---- TEKS BACAAN

Senin, Februari 11, 2008

ESQ Tembus Tujuh Negara Bagian AS

Perjuangan luar biasa dilakukan oleh ESQ Leadership Centre di awal tahun. Rabu, 2 Januari, saat sang fajar baru berumur 48 jam di tahun 2008, Ary Ginanjar beserta tim melakukan perjalanan tak mudah ke Amerika Serikat, ketika suhu mencapai minus empat derajat Celcius. Di negeri yang menjadi kiblat ilmu pengetahuan dan teknologi itu, Ary memberikan seminar ESQ di tujuh kota: Washington DC, New York, Chicago, Houston, Seattle, San Fransisco dan Los Angeles, pada 2-15 Januari.

Ini adalah kali pertama ESQ menjejakkan kakinya di Negeri Paman Sam. Sebelumnya, dalam usaha menyebarkan ESQ ke seluruh dunia, telah dilakukan pelatihan dan seminar ESQ di berbagai belahan dunia. Di Asia Tenggara, berlangsung training ESQ di Singapura, Malaysia dan Brunei Darussalam. Di Eropa, pelatihan ESQ dilaksanakan di Belanda, sedangkan seminarnya diselenggarakan di Paris dan Hannover, Jerman, serta di Oxford, Inggris. Di Timur Tengah, seminar ESQ dilakukan di Arab Saudi dan Mesir.

Secara maraton dan tak kenal lelah, Tim ESQ memaparkan ESQ di hadapan Warga Negara Indonesia (WNI) yang tinggal di AS. Betapa tidak, selain harus melawan dinginnya udara yang menusuk tulang, rombongan hampir tak pernah istirahat.

Ary, yang didampingi Tim ESQ: Ridwan Mukri, Aminul Rachman Pulungan, Agus Sofyan dan Tim Forum Komunikasi Alumni (FKA) ESQ: Djoni Rosadi, Syaharani Budi dan Sucipto, setibanya di Los Angeles harus segera terbang ke Washington DC. Di ibu kota AS itu, Tim ESQ masih mengalami jetlag, namun, “Saya langsung mengisi seminar,” tutur A ry.

--------
---- DATA YANG DIBERIKAN

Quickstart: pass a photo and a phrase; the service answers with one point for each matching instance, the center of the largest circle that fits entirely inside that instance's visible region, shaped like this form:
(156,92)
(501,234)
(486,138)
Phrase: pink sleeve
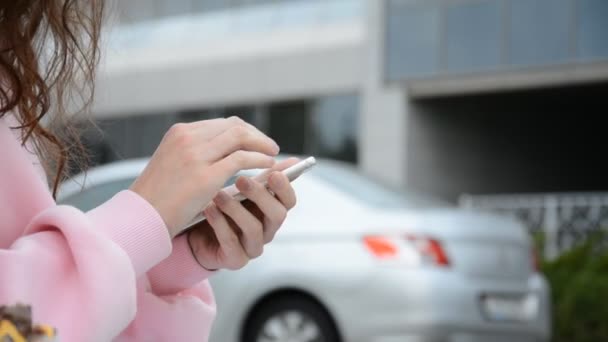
(185,317)
(79,275)
(173,301)
(178,272)
(79,272)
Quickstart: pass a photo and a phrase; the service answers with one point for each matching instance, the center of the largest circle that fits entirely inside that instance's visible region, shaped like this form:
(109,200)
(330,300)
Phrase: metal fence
(564,219)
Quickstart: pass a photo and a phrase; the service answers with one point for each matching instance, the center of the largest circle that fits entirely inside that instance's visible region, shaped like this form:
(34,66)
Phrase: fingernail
(245,184)
(276,146)
(221,198)
(211,212)
(275,181)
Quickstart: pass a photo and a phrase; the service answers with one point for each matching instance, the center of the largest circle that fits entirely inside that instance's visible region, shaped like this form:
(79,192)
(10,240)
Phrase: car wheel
(290,318)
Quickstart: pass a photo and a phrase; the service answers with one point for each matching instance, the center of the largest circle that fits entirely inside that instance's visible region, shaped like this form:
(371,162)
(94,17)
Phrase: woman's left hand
(236,232)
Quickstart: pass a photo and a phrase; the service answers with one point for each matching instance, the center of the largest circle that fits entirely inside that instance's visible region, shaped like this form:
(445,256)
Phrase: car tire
(290,316)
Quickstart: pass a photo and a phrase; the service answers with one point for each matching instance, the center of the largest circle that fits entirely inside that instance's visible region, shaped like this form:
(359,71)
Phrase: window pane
(534,41)
(174,7)
(412,39)
(593,26)
(287,125)
(335,123)
(209,5)
(473,36)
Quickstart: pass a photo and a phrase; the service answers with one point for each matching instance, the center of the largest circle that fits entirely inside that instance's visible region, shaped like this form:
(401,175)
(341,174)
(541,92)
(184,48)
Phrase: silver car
(358,262)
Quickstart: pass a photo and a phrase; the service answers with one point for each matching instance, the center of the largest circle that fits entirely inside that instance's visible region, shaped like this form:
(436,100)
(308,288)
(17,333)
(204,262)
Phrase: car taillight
(409,249)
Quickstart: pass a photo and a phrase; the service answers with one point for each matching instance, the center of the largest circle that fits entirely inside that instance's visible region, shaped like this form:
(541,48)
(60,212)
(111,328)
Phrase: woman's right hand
(194,160)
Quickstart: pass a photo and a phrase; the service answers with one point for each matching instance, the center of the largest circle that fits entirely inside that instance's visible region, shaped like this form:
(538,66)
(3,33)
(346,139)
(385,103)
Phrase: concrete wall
(252,69)
(382,142)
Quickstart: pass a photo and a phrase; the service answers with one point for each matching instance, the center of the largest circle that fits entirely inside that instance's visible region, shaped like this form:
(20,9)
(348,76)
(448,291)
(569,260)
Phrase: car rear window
(347,179)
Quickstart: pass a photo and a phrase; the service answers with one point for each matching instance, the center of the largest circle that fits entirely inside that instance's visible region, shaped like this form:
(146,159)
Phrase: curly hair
(49,51)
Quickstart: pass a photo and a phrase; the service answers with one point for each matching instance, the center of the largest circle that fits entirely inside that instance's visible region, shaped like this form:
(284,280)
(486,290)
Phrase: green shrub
(579,286)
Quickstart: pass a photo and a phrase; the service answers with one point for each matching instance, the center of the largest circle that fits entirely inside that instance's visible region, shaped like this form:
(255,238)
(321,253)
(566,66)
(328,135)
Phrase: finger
(229,242)
(241,160)
(252,238)
(240,137)
(208,129)
(282,188)
(280,166)
(273,210)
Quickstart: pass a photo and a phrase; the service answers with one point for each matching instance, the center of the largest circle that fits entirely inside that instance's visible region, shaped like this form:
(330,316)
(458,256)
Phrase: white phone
(291,172)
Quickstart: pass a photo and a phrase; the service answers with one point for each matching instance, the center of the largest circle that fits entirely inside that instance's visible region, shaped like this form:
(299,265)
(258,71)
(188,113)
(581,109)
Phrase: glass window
(336,125)
(174,7)
(412,39)
(96,195)
(288,125)
(210,5)
(534,41)
(473,35)
(592,28)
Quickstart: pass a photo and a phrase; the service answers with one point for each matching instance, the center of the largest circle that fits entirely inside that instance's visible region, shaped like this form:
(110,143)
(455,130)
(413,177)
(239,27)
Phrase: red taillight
(430,248)
(381,247)
(408,249)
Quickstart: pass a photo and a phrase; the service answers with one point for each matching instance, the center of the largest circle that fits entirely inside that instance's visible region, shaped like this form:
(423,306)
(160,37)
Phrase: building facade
(440,96)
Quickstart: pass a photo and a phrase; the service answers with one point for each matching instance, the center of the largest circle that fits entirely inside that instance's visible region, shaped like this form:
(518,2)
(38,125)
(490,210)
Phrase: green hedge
(579,286)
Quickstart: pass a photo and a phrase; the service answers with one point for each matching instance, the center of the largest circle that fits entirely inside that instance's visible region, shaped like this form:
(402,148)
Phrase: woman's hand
(236,232)
(194,160)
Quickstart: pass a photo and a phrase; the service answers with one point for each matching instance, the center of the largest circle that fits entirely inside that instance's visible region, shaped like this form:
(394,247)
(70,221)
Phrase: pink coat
(112,273)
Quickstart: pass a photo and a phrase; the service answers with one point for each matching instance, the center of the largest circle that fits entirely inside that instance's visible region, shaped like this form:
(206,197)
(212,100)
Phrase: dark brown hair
(48,56)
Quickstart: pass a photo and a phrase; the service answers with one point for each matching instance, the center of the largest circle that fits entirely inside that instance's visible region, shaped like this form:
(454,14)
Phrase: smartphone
(291,172)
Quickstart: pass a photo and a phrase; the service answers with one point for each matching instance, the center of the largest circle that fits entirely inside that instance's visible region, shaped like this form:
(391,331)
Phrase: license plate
(504,308)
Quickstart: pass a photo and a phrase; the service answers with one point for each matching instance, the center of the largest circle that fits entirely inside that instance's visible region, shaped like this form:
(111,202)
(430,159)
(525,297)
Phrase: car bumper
(437,305)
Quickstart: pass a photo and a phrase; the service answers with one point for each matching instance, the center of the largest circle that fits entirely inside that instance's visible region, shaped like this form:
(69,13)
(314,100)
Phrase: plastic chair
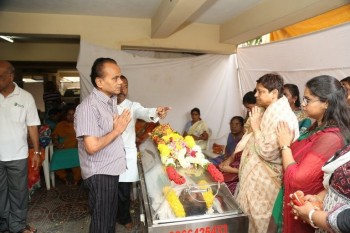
(62,159)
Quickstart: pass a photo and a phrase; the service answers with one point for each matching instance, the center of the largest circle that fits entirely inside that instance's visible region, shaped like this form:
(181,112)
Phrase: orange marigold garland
(174,176)
(177,151)
(215,173)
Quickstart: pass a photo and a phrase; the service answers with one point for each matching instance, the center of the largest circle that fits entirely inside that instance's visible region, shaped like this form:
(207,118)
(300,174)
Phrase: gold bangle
(284,147)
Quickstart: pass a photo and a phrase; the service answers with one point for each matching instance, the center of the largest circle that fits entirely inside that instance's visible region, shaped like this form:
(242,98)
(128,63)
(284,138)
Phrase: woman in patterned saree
(335,216)
(260,171)
(325,101)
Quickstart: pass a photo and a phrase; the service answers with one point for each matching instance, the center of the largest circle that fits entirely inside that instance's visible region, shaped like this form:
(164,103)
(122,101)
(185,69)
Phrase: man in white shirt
(129,138)
(18,117)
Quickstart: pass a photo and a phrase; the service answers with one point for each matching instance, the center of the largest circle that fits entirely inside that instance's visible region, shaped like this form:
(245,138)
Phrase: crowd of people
(284,146)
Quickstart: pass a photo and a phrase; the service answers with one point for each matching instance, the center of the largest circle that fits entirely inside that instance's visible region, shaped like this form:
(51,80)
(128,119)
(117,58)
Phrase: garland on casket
(176,151)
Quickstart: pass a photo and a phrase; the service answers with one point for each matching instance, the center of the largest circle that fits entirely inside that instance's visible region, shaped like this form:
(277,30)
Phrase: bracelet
(310,218)
(284,147)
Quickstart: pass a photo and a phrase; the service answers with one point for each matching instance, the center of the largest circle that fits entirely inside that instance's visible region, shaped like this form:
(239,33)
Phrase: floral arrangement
(176,204)
(176,151)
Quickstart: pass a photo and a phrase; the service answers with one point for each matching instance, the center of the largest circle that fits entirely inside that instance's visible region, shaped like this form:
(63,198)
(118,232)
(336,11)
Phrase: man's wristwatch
(37,152)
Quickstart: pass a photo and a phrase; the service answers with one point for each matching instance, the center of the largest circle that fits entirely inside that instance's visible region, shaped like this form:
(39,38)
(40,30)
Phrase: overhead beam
(271,15)
(171,14)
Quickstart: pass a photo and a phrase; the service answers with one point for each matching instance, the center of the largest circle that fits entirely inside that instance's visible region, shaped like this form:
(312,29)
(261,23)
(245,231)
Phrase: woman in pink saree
(325,101)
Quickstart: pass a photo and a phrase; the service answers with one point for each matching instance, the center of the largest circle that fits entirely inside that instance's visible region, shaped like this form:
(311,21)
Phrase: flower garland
(183,152)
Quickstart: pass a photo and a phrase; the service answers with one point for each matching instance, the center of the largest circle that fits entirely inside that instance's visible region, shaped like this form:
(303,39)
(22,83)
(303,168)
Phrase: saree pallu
(306,175)
(260,172)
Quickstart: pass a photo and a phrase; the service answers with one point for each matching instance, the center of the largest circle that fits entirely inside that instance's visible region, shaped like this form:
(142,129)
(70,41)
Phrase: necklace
(309,133)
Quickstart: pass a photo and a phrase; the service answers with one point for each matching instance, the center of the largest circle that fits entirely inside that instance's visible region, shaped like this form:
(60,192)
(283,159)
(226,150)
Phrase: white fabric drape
(208,82)
(299,59)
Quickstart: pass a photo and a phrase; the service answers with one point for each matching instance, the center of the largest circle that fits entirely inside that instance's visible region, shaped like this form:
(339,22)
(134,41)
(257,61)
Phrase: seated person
(197,128)
(237,131)
(54,115)
(230,165)
(64,137)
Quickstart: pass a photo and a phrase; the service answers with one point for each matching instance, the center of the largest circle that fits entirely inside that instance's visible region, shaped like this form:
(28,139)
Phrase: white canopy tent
(208,82)
(214,83)
(299,59)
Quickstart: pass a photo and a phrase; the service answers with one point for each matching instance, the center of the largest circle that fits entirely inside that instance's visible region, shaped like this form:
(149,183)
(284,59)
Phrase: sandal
(28,229)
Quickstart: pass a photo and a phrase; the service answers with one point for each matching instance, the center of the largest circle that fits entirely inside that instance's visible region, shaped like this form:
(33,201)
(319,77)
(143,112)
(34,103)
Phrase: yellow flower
(163,150)
(208,195)
(190,141)
(174,202)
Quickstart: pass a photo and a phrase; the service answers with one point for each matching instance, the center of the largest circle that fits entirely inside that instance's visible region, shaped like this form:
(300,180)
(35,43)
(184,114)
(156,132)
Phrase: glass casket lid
(199,197)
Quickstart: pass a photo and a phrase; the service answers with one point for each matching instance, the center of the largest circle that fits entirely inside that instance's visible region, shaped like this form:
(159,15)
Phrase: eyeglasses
(306,101)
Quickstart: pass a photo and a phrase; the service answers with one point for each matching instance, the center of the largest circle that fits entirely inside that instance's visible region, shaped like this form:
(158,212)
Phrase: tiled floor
(65,209)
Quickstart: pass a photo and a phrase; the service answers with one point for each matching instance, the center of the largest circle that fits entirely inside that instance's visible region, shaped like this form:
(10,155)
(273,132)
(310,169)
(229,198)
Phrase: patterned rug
(65,209)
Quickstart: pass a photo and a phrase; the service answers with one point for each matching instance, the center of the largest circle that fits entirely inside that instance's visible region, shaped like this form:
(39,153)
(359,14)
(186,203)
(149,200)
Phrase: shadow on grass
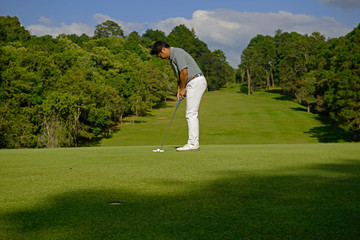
(329,132)
(323,203)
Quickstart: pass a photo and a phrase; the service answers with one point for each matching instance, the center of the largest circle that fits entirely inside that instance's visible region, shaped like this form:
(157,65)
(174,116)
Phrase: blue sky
(222,24)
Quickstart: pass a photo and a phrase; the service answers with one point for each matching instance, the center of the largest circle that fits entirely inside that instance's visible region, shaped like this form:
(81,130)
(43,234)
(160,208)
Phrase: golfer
(191,83)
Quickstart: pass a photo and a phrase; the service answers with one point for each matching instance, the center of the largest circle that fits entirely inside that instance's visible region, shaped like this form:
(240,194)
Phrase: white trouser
(194,91)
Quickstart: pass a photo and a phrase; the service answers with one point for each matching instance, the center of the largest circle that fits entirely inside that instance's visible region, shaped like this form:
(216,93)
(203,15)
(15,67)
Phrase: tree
(11,30)
(108,29)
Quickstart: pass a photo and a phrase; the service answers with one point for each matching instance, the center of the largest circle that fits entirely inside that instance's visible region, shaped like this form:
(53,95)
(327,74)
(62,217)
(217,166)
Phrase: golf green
(230,117)
(272,191)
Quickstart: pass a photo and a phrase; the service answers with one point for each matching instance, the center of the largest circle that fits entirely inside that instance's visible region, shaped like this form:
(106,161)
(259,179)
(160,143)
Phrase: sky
(228,25)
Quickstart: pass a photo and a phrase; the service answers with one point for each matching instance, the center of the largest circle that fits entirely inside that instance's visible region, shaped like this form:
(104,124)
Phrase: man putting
(191,83)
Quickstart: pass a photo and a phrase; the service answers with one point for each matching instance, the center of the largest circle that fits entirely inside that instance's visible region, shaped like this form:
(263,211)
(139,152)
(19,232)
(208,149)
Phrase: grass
(280,191)
(231,117)
(266,170)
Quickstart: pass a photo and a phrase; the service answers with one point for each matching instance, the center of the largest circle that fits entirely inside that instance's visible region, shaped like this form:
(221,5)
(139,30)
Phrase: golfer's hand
(181,93)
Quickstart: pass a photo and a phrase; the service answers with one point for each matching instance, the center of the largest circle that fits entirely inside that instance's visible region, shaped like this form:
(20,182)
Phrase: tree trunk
(267,80)
(249,81)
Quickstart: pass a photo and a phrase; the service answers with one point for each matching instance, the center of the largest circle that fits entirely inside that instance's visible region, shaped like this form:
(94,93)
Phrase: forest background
(71,90)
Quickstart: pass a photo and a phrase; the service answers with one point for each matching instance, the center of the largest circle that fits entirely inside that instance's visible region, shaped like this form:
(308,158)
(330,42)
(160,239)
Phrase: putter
(160,149)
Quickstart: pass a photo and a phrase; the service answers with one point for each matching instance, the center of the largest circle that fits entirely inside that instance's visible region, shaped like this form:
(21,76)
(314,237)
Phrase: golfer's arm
(183,78)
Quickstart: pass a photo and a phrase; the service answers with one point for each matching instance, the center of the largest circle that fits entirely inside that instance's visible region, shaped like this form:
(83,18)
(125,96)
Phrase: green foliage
(11,30)
(108,29)
(321,74)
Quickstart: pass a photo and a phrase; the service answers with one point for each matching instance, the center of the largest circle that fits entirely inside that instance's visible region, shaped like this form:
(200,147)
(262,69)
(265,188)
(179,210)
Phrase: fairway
(282,191)
(230,117)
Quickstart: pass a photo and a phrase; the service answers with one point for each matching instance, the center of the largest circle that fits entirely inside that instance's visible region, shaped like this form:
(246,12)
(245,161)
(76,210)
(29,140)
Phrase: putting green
(278,191)
(230,117)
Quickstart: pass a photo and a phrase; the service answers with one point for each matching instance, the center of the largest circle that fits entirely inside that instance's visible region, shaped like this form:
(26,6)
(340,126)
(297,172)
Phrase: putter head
(158,150)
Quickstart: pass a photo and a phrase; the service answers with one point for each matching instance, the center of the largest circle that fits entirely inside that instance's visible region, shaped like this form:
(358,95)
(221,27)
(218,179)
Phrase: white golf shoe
(188,147)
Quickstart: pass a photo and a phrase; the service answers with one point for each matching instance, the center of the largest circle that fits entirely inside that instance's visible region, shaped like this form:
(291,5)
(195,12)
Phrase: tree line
(322,74)
(70,90)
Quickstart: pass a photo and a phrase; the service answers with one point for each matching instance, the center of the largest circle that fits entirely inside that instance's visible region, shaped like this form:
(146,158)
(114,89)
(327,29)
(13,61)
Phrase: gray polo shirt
(180,60)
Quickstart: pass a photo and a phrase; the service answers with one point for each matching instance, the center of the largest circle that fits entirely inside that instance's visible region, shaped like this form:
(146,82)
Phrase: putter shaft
(171,122)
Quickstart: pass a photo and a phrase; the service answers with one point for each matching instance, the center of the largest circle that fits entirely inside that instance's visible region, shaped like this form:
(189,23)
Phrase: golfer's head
(161,49)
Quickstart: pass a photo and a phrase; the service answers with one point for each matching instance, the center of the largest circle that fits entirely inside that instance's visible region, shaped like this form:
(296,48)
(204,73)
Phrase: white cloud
(349,4)
(74,28)
(45,20)
(231,30)
(224,29)
(126,27)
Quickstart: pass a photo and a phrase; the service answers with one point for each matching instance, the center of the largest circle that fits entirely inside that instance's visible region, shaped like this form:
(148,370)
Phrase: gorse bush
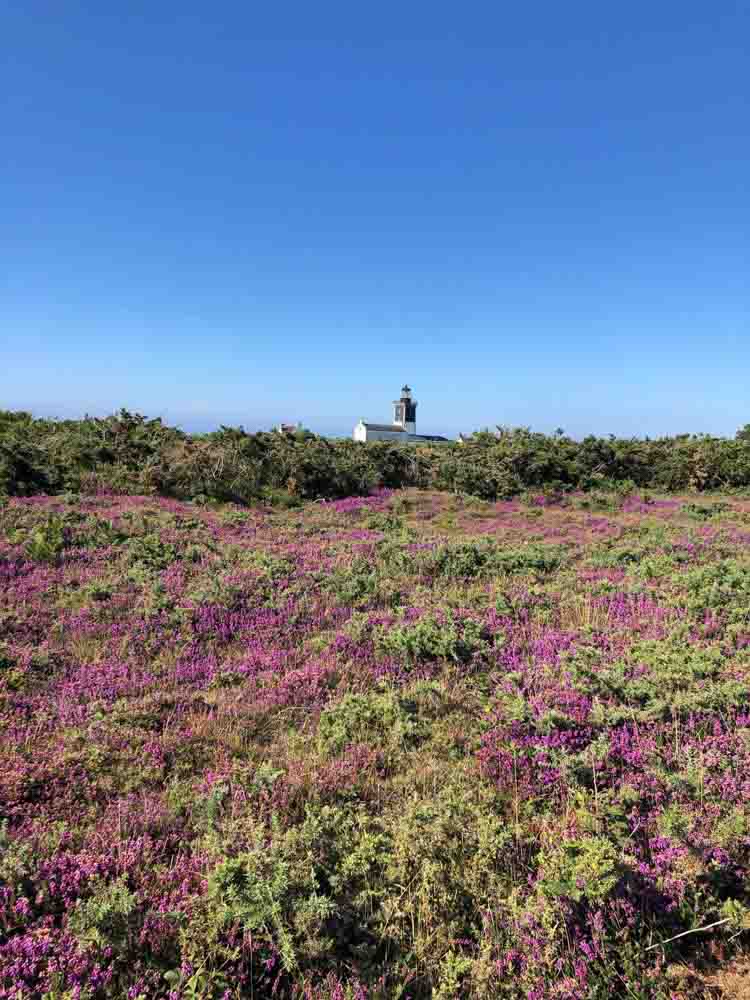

--------

YANG AKAN DIKERJAKAN:
1. Tuliskan ulang seluruh bagian teks bacaan mulai dari "Ini adalah kali" terus sampai ke "tak pernah istirahat.".
2. Bagaimana terjemahan bahasa Inggris untuk kalimat "Ini adalah kali pertama ESQ menjejakkan kakinya di Negeri Paman Sam." dalam teks bacaan?

JAWABAN TUGAS:
1.
Ini adalah kali pertama ESQ menjejakkan kakinya di Negeri Paman Sam. Sebelumnya, dalam usaha menyebarkan ESQ ke seluruh dunia, telah dilakukan pelatihan dan seminar ESQ di berbagai belahan dunia. Di Asia Tenggara, berlangsung training ESQ di Singapura, Malaysia dan Brunei Darussalam. Di Eropa, pelatihan ESQ dilaksanakan di Belanda, sedangkan seminarnya diselenggarakan di Paris dan Hannover, Jerman, serta di Oxford, Inggris. Di Timur Tengah, seminar ESQ dilakukan di Arab Saudi dan Mesir.

Secara maraton dan tak kenal lelah, Tim ESQ memaparkan ESQ di hadapan Warga Negara Indonesia (WNI) yang tinggal di AS. Betapa tidak, selain harus melawan dinginnya udara yang menusuk tulang, rombongan hampir tak pernah istirahat.

2. This was the first time ESQ set foot in the Land of Uncle Sam.